## EXERCISE
Rewrite all of the data below as a Markdown table with the columns Row and Data line, giving each line its own numbered row. Skip blank lines and leave out the picture.
________
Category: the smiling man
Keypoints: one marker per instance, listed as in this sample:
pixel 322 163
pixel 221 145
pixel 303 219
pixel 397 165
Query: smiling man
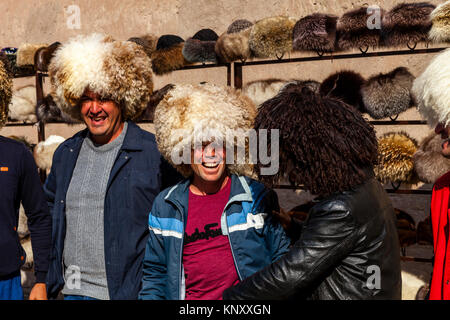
pixel 432 91
pixel 104 179
pixel 215 228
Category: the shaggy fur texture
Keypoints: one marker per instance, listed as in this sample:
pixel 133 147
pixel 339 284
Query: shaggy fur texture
pixel 170 59
pixel 385 95
pixel 233 46
pixel 406 23
pixel 316 32
pixel 192 114
pixel 48 111
pixel 261 90
pixel 44 150
pixel 23 104
pixel 195 50
pixel 272 37
pixel 119 70
pixel 324 144
pixel 440 18
pixel 147 42
pixel 26 52
pixel 5 93
pixel 352 30
pixel 429 163
pixel 155 99
pixel 44 55
pixel 395 162
pixel 431 90
pixel 344 85
pixel 239 25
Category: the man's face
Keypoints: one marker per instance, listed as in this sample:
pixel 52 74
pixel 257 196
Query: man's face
pixel 444 131
pixel 208 162
pixel 102 117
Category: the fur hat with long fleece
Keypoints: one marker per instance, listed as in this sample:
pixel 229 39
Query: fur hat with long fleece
pixel 191 114
pixel 118 70
pixel 5 93
pixel 429 163
pixel 386 95
pixel 440 18
pixel 272 37
pixel 432 90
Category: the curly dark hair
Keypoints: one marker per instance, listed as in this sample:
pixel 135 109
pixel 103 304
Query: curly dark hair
pixel 325 144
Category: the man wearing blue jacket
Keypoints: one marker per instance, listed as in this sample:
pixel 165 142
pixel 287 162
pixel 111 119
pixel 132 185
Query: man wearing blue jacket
pixel 104 179
pixel 20 183
pixel 215 228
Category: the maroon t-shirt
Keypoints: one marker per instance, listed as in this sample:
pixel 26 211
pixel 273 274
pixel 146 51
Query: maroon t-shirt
pixel 207 259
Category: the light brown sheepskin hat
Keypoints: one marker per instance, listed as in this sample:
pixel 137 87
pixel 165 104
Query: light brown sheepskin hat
pixel 190 114
pixel 118 70
pixel 5 93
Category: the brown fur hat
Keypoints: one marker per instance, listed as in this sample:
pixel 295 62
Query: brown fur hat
pixel 386 95
pixel 344 85
pixel 316 32
pixel 234 45
pixel 323 143
pixel 272 37
pixel 5 93
pixel 395 161
pixel 353 32
pixel 429 163
pixel 148 42
pixel 200 48
pixel 406 24
pixel 119 70
pixel 440 18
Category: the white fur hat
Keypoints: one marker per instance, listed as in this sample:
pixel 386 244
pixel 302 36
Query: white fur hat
pixel 432 90
pixel 191 114
pixel 119 70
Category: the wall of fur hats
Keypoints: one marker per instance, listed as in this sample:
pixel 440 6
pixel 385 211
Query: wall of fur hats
pixel 377 87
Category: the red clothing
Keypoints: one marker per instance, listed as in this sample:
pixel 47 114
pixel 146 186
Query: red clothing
pixel 440 282
pixel 207 259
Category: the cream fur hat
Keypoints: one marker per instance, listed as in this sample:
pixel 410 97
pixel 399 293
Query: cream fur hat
pixel 119 70
pixel 191 114
pixel 432 90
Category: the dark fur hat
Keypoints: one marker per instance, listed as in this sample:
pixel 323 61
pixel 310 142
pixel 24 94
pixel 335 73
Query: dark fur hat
pixel 239 25
pixel 353 31
pixel 156 97
pixel 316 32
pixel 344 85
pixel 147 42
pixel 169 59
pixel 44 55
pixel 406 24
pixel 323 143
pixel 386 95
pixel 429 163
pixel 395 161
pixel 195 50
pixel 272 37
pixel 48 111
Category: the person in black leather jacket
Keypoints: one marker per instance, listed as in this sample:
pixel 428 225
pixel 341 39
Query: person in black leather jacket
pixel 348 245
________
## THE REPLY
| Row | Data line |
|---|---|
| 1 | Category: the smiling man |
| 2 | Keypoints: one marker per instance, listed as in this sample: |
| 3 | pixel 322 163 |
| 4 | pixel 221 145 |
| 5 | pixel 303 219 |
| 6 | pixel 397 165 |
| 7 | Query: smiling man |
| 8 | pixel 432 91 |
| 9 | pixel 104 179 |
| 10 | pixel 215 228 |
| 11 | Category: the shaggy fur texture |
| 12 | Keypoints: one marker per instance, listed as in this sample: |
| 13 | pixel 133 147 |
| 14 | pixel 339 284 |
| 15 | Query: shaggy fur texture |
| 16 | pixel 170 59 |
| 17 | pixel 385 95 |
| 18 | pixel 233 46 |
| 19 | pixel 406 23 |
| 20 | pixel 316 32 |
| 21 | pixel 192 114 |
| 22 | pixel 48 111 |
| 23 | pixel 261 90 |
| 24 | pixel 44 150 |
| 25 | pixel 23 104 |
| 26 | pixel 195 50 |
| 27 | pixel 272 37 |
| 28 | pixel 119 70 |
| 29 | pixel 324 144 |
| 30 | pixel 440 18 |
| 31 | pixel 147 42 |
| 32 | pixel 26 52 |
| 33 | pixel 5 93 |
| 34 | pixel 352 30 |
| 35 | pixel 429 163 |
| 36 | pixel 155 99 |
| 37 | pixel 44 55 |
| 38 | pixel 395 162 |
| 39 | pixel 431 90 |
| 40 | pixel 344 85 |
| 41 | pixel 239 25 |
| 42 | Category: the man's face |
| 43 | Keypoints: one marker per instance, listed as in this sample: |
| 44 | pixel 52 74 |
| 45 | pixel 257 196 |
| 46 | Query: man's face |
| 47 | pixel 444 131 |
| 48 | pixel 208 162 |
| 49 | pixel 102 117 |
| 50 | Category: the fur hat with long fleece |
| 51 | Keypoints: one marker per instance, listed as in this sample: |
| 52 | pixel 229 39 |
| 53 | Query: fur hat with long fleece |
| 54 | pixel 191 114 |
| 55 | pixel 118 70 |
| 56 | pixel 5 93 |
| 57 | pixel 429 163 |
| 58 | pixel 386 95 |
| 59 | pixel 440 18 |
| 60 | pixel 272 37 |
| 61 | pixel 432 90 |
| 62 | Category: the curly dark hair |
| 63 | Keypoints: one marker per instance, listed as in this sample: |
| 64 | pixel 135 109 |
| 65 | pixel 103 304 |
| 66 | Query: curly dark hair |
| 67 | pixel 325 144 |
| 68 | Category: the man wearing blue jacket |
| 69 | Keypoints: one marker per instance, listed as in this sample: |
| 70 | pixel 165 142 |
| 71 | pixel 287 162 |
| 72 | pixel 111 119 |
| 73 | pixel 132 185 |
| 74 | Query: man wearing blue jacket |
| 75 | pixel 104 179 |
| 76 | pixel 20 183 |
| 77 | pixel 215 228 |
| 78 | Category: the maroon t-shirt |
| 79 | Keypoints: one marker per instance, listed as in this sample: |
| 80 | pixel 26 211 |
| 81 | pixel 273 274 |
| 82 | pixel 146 51 |
| 83 | Query: maroon t-shirt |
| 84 | pixel 207 259 |
| 85 | Category: the light brown sheepskin hat |
| 86 | Keypoints: one marker per instance, listed as in this sample: |
| 87 | pixel 137 87 |
| 88 | pixel 165 104 |
| 89 | Query: light brown sheepskin hat |
| 90 | pixel 190 114 |
| 91 | pixel 118 70 |
| 92 | pixel 5 93 |
| 93 | Category: the brown fur hat |
| 94 | Keypoints: one marker per instance, listed as in this sample: |
| 95 | pixel 295 62 |
| 96 | Query: brown fur hat |
| 97 | pixel 386 95 |
| 98 | pixel 344 85 |
| 99 | pixel 316 32 |
| 100 | pixel 234 45 |
| 101 | pixel 323 143 |
| 102 | pixel 272 37 |
| 103 | pixel 5 93 |
| 104 | pixel 395 161 |
| 105 | pixel 353 32 |
| 106 | pixel 429 163 |
| 107 | pixel 148 42 |
| 108 | pixel 200 48 |
| 109 | pixel 406 24 |
| 110 | pixel 119 70 |
| 111 | pixel 440 18 |
| 112 | Category: the white fur hat |
| 113 | Keypoints: one marker per instance, listed as in this sample: |
| 114 | pixel 386 244 |
| 115 | pixel 302 36 |
| 116 | Query: white fur hat |
| 117 | pixel 432 90 |
| 118 | pixel 191 114 |
| 119 | pixel 119 70 |
| 120 | Category: the wall of fur hats |
| 121 | Keypoints: one marker per instance, listed as in this sample: |
| 122 | pixel 440 6 |
| 123 | pixel 385 211 |
| 124 | Query: wall of fur hats |
| 125 | pixel 377 87 |
| 126 | Category: the red clothing |
| 127 | Keypoints: one marker per instance, listed as in this sample: |
| 128 | pixel 47 114 |
| 129 | pixel 146 186 |
| 130 | Query: red clothing |
| 131 | pixel 440 282 |
| 132 | pixel 207 259 |
| 133 | Category: the cream fur hat |
| 134 | Keypoints: one marker per instance, listed as in this sample: |
| 135 | pixel 410 97 |
| 136 | pixel 399 293 |
| 137 | Query: cream fur hat |
| 138 | pixel 119 70 |
| 139 | pixel 191 114 |
| 140 | pixel 432 90 |
| 141 | Category: the dark fur hat |
| 142 | Keypoints: one marker per instance, listed as in this sample: |
| 143 | pixel 323 61 |
| 144 | pixel 310 142 |
| 145 | pixel 24 94 |
| 146 | pixel 335 73 |
| 147 | Query: dark fur hat |
| 148 | pixel 239 25 |
| 149 | pixel 353 31 |
| 150 | pixel 156 97 |
| 151 | pixel 316 32 |
| 152 | pixel 344 85 |
| 153 | pixel 147 42 |
| 154 | pixel 169 59 |
| 155 | pixel 44 55 |
| 156 | pixel 406 24 |
| 157 | pixel 323 143 |
| 158 | pixel 386 95 |
| 159 | pixel 429 163 |
| 160 | pixel 395 161 |
| 161 | pixel 195 50 |
| 162 | pixel 272 37 |
| 163 | pixel 48 111 |
| 164 | Category: the person in black leather jacket |
| 165 | Keypoints: one marker per instance, listed as in this sample: |
| 166 | pixel 428 225 |
| 167 | pixel 341 39 |
| 168 | Query: person in black leather jacket |
| 169 | pixel 348 245 |